→ **Natural-language object grounding data**:
• • • •

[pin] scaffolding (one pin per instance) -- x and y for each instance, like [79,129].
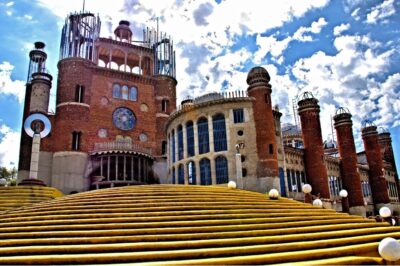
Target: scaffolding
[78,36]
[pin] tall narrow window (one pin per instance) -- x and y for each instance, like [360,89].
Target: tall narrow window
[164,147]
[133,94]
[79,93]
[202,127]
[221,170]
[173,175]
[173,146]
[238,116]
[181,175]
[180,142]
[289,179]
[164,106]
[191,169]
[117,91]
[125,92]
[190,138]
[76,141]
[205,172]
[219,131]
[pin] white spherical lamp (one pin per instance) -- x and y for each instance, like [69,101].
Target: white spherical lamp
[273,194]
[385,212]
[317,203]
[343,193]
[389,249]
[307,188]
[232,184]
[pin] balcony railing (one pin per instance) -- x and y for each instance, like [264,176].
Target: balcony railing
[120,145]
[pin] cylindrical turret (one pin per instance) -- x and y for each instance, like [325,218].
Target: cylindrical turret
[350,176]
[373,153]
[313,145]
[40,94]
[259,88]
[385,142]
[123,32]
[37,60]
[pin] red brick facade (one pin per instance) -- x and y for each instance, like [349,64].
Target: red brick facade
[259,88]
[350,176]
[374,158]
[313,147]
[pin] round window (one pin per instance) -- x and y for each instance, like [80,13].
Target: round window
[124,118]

• • • •

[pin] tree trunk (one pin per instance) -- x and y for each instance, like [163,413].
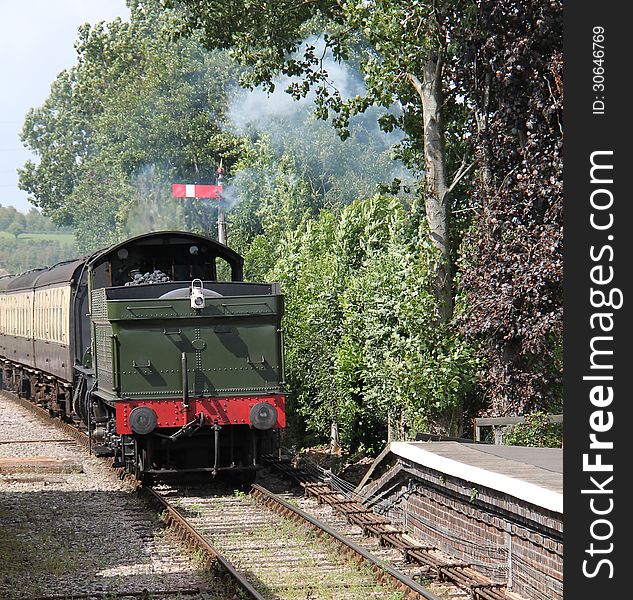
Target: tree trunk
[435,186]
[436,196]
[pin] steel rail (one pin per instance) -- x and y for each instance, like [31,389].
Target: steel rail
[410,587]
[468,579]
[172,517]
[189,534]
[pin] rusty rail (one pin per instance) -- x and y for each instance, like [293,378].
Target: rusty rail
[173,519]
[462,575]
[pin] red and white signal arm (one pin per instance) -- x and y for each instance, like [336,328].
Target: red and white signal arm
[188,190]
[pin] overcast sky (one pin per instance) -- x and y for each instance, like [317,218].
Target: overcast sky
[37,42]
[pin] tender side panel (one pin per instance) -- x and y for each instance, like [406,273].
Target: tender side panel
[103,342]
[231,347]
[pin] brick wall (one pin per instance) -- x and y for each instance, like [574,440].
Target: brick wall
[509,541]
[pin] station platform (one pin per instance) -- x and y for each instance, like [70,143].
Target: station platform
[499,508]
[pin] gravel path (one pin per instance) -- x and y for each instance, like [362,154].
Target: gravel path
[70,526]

• • • •

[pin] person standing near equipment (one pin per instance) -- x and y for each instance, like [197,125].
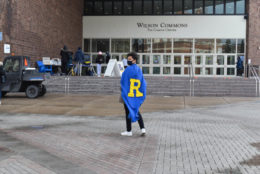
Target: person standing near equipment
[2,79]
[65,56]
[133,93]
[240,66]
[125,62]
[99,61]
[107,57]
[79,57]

• • • •

→ **TASK DESCRIPTION**:
Reproduce exactly the lines above starting at the line containing "[pin] scaffolding (one" and ending at the line containing "[pin] red brick", including both, but not the pictures.

→ **EXERCISE RESULT**:
[pin] scaffolding (one pin per instance) -- x and y for each instance, like [79,129].
Target: scaffolding
[78,36]
[pin] tall narrow window (one pin per instance) -- x and y for each instance, like [360,89].
Target: tall narrow window
[164,147]
[133,94]
[79,93]
[202,127]
[221,170]
[173,175]
[173,146]
[238,116]
[181,175]
[180,142]
[289,179]
[164,106]
[191,169]
[117,91]
[125,92]
[190,138]
[76,141]
[205,172]
[219,131]
[pin] white spherical lamp (one pin per instance) -- x and y for each instance, like [69,101].
Target: white spherical lamp
[273,194]
[385,212]
[317,203]
[343,193]
[389,249]
[307,188]
[232,184]
[pin] balcony railing (one pin per instance) -- x and y for each instance, like [264,176].
Target: balcony railing
[120,145]
[pin] cylindrical turret (one pin per instance) -- x and y for each instance, like [325,218].
Target: cylindrical turret
[350,176]
[373,153]
[313,145]
[40,94]
[259,88]
[385,142]
[123,32]
[37,60]
[pin] red brick facade (one pin per instance) -- x and y for each instance, like [349,64].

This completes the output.